** Exercise objective **
Count the lines in the material below that contain the word "rock", and give only that number.

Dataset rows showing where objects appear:
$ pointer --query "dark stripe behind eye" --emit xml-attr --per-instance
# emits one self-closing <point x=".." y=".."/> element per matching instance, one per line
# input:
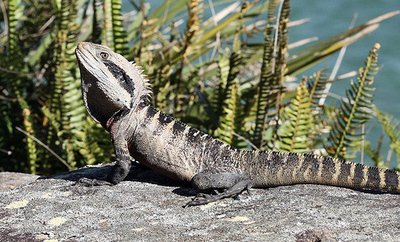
<point x="120" y="74"/>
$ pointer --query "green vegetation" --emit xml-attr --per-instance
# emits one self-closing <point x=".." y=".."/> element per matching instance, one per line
<point x="208" y="72"/>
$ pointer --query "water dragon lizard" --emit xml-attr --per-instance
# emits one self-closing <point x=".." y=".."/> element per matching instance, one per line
<point x="116" y="94"/>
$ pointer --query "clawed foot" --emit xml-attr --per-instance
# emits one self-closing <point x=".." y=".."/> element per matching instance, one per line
<point x="92" y="182"/>
<point x="202" y="198"/>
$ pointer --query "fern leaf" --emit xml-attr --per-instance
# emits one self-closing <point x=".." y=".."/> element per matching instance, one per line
<point x="228" y="99"/>
<point x="345" y="135"/>
<point x="317" y="86"/>
<point x="114" y="34"/>
<point x="391" y="126"/>
<point x="297" y="122"/>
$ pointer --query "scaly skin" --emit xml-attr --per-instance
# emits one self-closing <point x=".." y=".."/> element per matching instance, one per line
<point x="116" y="95"/>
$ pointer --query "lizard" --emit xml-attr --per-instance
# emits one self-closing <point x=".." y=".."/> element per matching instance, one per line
<point x="117" y="95"/>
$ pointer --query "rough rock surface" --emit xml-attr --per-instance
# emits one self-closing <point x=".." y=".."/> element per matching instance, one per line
<point x="148" y="207"/>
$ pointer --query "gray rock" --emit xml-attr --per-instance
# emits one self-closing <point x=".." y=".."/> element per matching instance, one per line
<point x="148" y="207"/>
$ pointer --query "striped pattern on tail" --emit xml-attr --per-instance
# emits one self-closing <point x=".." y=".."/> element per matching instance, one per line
<point x="276" y="168"/>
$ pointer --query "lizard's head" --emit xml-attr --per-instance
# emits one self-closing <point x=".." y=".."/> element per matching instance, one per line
<point x="110" y="83"/>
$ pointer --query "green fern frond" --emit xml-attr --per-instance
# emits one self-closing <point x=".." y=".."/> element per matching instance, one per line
<point x="297" y="122"/>
<point x="14" y="56"/>
<point x="114" y="34"/>
<point x="317" y="87"/>
<point x="265" y="87"/>
<point x="227" y="108"/>
<point x="345" y="135"/>
<point x="391" y="126"/>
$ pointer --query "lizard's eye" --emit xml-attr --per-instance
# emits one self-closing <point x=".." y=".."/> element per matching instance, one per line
<point x="104" y="55"/>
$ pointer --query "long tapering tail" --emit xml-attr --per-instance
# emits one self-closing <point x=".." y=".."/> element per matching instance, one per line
<point x="275" y="168"/>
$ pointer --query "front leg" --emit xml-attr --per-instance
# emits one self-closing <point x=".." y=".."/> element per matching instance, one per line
<point x="122" y="157"/>
<point x="233" y="183"/>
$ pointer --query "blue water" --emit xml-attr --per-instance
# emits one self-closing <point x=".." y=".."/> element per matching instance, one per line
<point x="330" y="17"/>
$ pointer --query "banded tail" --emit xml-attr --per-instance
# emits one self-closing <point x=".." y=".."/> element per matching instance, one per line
<point x="297" y="168"/>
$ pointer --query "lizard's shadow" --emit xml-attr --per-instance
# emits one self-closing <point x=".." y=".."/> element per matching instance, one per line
<point x="137" y="173"/>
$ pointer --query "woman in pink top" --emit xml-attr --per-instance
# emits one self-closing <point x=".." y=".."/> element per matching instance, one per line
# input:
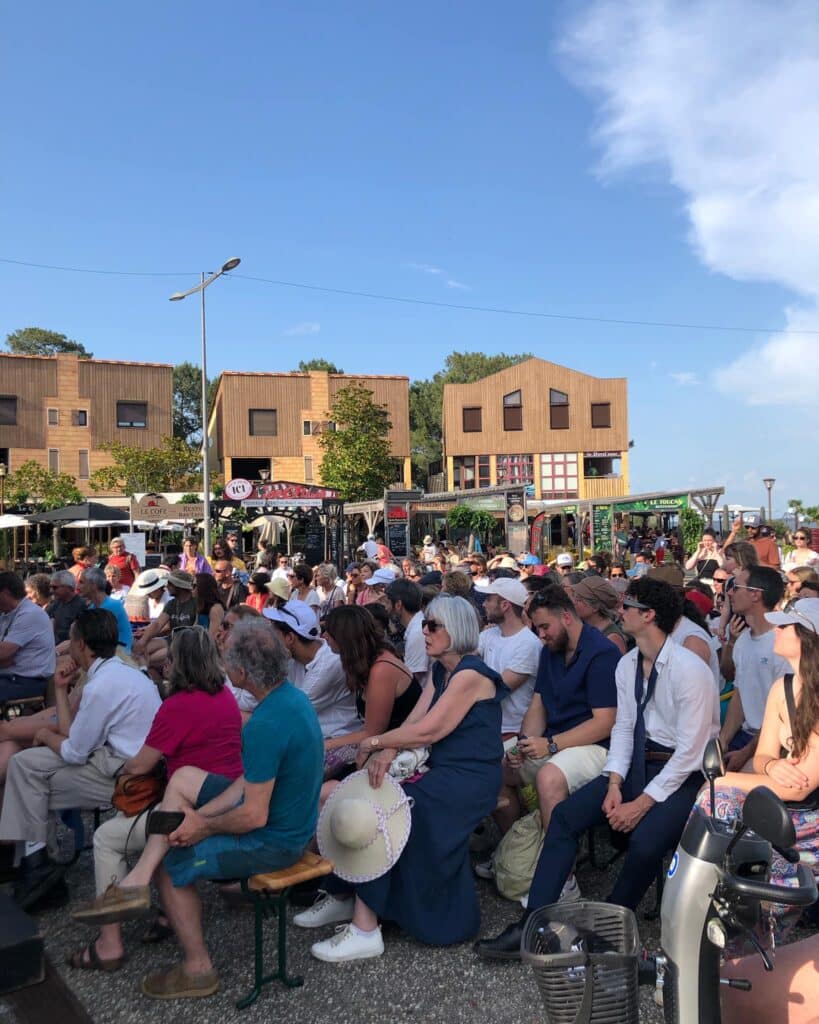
<point x="199" y="724"/>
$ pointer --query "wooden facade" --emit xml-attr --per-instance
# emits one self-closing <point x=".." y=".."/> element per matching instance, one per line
<point x="558" y="431"/>
<point x="66" y="407"/>
<point x="272" y="422"/>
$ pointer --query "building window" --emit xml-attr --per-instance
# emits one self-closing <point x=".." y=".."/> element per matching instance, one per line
<point x="601" y="414"/>
<point x="513" y="412"/>
<point x="464" y="472"/>
<point x="515" y="469"/>
<point x="558" y="410"/>
<point x="602" y="464"/>
<point x="263" y="422"/>
<point x="8" y="411"/>
<point x="559" y="475"/>
<point x="472" y="419"/>
<point x="132" y="414"/>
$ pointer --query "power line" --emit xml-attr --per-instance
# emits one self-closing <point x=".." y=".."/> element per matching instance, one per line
<point x="383" y="297"/>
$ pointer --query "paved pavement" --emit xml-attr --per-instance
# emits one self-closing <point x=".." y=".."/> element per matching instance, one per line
<point x="410" y="983"/>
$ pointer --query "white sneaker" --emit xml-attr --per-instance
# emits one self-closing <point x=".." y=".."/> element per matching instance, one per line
<point x="327" y="910"/>
<point x="484" y="869"/>
<point x="570" y="892"/>
<point x="349" y="943"/>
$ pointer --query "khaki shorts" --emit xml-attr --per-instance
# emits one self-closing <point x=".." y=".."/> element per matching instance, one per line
<point x="578" y="765"/>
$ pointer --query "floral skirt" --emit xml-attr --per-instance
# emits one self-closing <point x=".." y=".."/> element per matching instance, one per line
<point x="729" y="803"/>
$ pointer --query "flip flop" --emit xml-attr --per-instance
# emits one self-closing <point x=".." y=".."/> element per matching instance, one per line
<point x="157" y="932"/>
<point x="78" y="960"/>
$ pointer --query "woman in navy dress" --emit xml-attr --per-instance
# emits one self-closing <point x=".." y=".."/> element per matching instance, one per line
<point x="430" y="891"/>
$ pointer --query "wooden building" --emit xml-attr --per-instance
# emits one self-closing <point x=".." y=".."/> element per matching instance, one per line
<point x="57" y="410"/>
<point x="270" y="423"/>
<point x="561" y="433"/>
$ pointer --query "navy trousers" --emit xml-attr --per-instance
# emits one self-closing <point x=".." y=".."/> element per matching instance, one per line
<point x="658" y="832"/>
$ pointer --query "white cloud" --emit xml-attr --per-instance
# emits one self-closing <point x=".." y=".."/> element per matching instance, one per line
<point x="425" y="268"/>
<point x="439" y="272"/>
<point x="721" y="97"/>
<point x="299" y="330"/>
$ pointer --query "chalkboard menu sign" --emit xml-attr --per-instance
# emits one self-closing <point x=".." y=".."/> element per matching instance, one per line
<point x="397" y="520"/>
<point x="314" y="540"/>
<point x="601" y="527"/>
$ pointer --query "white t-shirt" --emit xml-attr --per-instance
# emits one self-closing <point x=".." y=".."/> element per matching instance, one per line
<point x="415" y="650"/>
<point x="757" y="671"/>
<point x="520" y="652"/>
<point x="685" y="629"/>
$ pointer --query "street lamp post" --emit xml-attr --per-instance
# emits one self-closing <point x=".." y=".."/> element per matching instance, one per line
<point x="769" y="482"/>
<point x="230" y="264"/>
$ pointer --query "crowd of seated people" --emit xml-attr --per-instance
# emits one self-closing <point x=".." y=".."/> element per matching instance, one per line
<point x="584" y="692"/>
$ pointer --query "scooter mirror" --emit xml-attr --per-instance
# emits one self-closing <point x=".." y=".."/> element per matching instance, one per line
<point x="713" y="764"/>
<point x="767" y="815"/>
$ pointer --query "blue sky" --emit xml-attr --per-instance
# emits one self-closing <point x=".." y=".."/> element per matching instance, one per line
<point x="550" y="158"/>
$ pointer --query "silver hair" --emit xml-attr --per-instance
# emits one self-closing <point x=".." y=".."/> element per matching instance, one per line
<point x="65" y="579"/>
<point x="96" y="577"/>
<point x="459" y="619"/>
<point x="256" y="649"/>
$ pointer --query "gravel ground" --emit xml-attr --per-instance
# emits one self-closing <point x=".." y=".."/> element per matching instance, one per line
<point x="410" y="982"/>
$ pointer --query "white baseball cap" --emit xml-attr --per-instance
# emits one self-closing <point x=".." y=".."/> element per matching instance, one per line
<point x="511" y="590"/>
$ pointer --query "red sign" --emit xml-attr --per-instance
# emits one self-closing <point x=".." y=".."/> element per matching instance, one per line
<point x="240" y="489"/>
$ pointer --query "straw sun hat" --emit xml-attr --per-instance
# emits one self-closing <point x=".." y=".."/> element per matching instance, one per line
<point x="363" y="830"/>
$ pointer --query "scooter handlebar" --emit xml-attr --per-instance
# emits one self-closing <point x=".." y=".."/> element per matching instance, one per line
<point x="805" y="894"/>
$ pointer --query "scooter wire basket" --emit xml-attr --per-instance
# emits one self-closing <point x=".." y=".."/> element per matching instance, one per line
<point x="585" y="961"/>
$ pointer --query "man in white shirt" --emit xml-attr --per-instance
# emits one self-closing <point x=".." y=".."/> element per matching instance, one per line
<point x="315" y="669"/>
<point x="651" y="776"/>
<point x="748" y="660"/>
<point x="76" y="765"/>
<point x="403" y="603"/>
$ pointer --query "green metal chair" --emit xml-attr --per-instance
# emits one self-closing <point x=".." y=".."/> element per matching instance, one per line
<point x="269" y="894"/>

** Answer to the exercise **
2